**** SUPPLIED MATERIAL ****
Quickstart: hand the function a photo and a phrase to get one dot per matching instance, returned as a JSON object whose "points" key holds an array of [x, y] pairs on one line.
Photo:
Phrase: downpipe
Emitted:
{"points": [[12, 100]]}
****
**** SUPPLIED MATERIAL ****
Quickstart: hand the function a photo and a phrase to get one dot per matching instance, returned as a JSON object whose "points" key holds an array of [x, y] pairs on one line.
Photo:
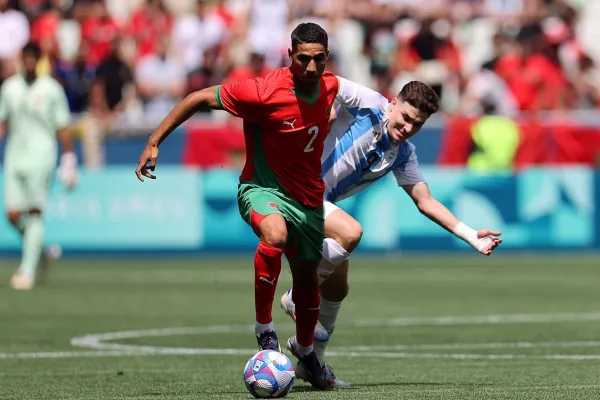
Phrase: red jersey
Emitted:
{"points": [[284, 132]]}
****
**** SUPPLIED MATERIAL ****
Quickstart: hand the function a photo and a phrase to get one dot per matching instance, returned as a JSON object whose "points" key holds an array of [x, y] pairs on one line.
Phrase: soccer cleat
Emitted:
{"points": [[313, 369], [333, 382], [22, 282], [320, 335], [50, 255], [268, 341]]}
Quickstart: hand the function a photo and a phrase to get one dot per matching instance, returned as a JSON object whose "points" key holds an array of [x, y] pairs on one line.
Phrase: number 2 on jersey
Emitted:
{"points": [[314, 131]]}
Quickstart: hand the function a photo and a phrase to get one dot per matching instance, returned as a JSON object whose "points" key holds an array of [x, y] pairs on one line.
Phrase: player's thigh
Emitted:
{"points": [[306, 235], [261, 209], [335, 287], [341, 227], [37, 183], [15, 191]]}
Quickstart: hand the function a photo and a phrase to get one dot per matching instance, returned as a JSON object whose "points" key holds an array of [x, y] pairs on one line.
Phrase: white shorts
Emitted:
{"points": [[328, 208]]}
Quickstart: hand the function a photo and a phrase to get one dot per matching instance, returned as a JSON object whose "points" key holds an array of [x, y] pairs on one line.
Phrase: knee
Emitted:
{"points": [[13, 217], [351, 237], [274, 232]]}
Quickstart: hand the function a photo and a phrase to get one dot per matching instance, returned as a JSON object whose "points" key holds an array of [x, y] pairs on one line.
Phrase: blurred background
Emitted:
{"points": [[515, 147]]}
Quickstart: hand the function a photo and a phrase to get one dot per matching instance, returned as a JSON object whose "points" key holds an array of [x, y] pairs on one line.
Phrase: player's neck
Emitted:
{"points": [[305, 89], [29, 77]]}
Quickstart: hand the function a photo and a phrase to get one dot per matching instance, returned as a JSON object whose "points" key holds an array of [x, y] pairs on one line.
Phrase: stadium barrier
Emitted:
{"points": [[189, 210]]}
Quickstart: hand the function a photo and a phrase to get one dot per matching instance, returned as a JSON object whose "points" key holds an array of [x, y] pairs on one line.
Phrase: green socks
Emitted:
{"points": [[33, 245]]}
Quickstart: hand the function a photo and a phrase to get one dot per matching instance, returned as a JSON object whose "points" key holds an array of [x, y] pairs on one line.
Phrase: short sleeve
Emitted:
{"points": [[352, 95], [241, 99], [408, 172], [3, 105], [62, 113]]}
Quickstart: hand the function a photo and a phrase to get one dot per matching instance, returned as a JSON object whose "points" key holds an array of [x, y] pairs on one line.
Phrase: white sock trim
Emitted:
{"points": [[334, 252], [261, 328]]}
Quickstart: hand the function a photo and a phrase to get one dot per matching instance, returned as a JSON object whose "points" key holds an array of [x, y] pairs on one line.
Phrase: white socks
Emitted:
****
DIRECTIONS FOR THIS TASK:
Pick out every line in the listing that contains the word "player", and treat uppercase and lowercase as different.

TASK RESPONSE:
Phrase: player's thigh
Phrase: player's neck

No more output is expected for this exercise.